#### Gösterilen metin
Kamera; Güven Modern Sanat (Arşiv)
TEKİRDAĞLI DANTE
İtalya’da doğmuş,
İtalyalı ozan olarak dünya tarihine geçmiş, başyapıtı kabul edilen İlahi
Komedya eserini yazmış olan Dante Tekirdağ’a ne güzel yakışıyor.
Sadece Tekirdağ’da
doğmakla Namık Kemal sevgimiz, okul isimlerine, heykellere Namık Kemal Evine
kadar yansımıştır. Doğrudur da… Ünlü olanı kim istemez ki?
Tekirdağ Tarihinin
bir bölümünü edebi ve sosyolojik bir üslupla anlatan Mike Klemens’in Ertuğrul
Mahallesinde yaşamış olması, çok değerli bir eser bırakmış olması hiç kimseyi ilgilendirmiyor.
Çünkü henüz ünlü olmadı…
Dante, İtalyan ozan
hazır ünlü olmuşken niçin onun doğduğu kent Floransa’yı kardeş şehir
yapmıyoruz? Böylece Dante de Tekirdağlı olur. Onun heykellerini yapar, okullara
ismini veririz. Ama Dante’nin İlahi Komedyası eserinde, ölümden sonraki o
muhteşem yolculuğu, henüz yaşamın muhteşemliği içindeyken, avucumuzda olan bir
yudum ömrün iksirini içmenin zevkine varmak istemeyiz.
Tekirdağ’ın yine
bildik gecesinde, henüz günün geceye süzüldüğü vakitte, çay keyfi içinde
inceden inceye yağan yağmuru ve denizi, sessizliğe gömülen martıların susmuş
hallerini izlerken düşündüm Dante’nin Tekirdağ’a ne kadar yakıştığını. Bu güzel
coğrafyanın bilinmeyen değerini, değer yapan muhteşem arazileriyle kıyaslama
yarışı varken, duyulmayacak sesimi, nefese muhtaç olanların, bir yudum edebi,
sosyolojik güzelliğin ne büyük şey olduğunu bilenler için yazıyorum yine…
Hazır konu Dante’den
açılmışken Dante’nin 1929 yılında uluslar arası bir kütüphaneciler kongresinde,
küllerinin sırra kadem basmış olması ve aradan geçen bir ömre yaklaşan zaman
sonra Floransa kütüphanesinin 5.3 milyon kitabının bulunduğu yerde bir zarfın
içinde ortaya çıkması ayrı bir şaşırtıcılık taşır.

#### Verilen veriler
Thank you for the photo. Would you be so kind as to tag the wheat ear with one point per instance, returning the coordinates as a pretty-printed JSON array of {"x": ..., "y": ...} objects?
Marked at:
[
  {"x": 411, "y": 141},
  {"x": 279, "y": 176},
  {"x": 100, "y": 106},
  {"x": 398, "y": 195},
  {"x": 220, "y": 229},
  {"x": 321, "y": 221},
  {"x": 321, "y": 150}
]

#### Yapılacak iş
Lütfen Dante yazısının "Kamera; Güven Modern" ile "ne güzel yakışıyor." arasındaki bölümünü, iki uç da dahil olmak üzere, "başyapıtı" yerine "şaheseri" koyarak yeniden yazın.

#### Göreve yanıt
Kamera; Güven Modern Sanat (Arşiv)
TEKİRDAĞLI DANTE
İtalya’da doğmuş,
İtalyalı ozan olarak dünya tarihine geçmiş, şaheseri kabul edilen İlahi
Komedya eserini yazmış olan Dante Tekirdağ’a ne güzel yakışıyor.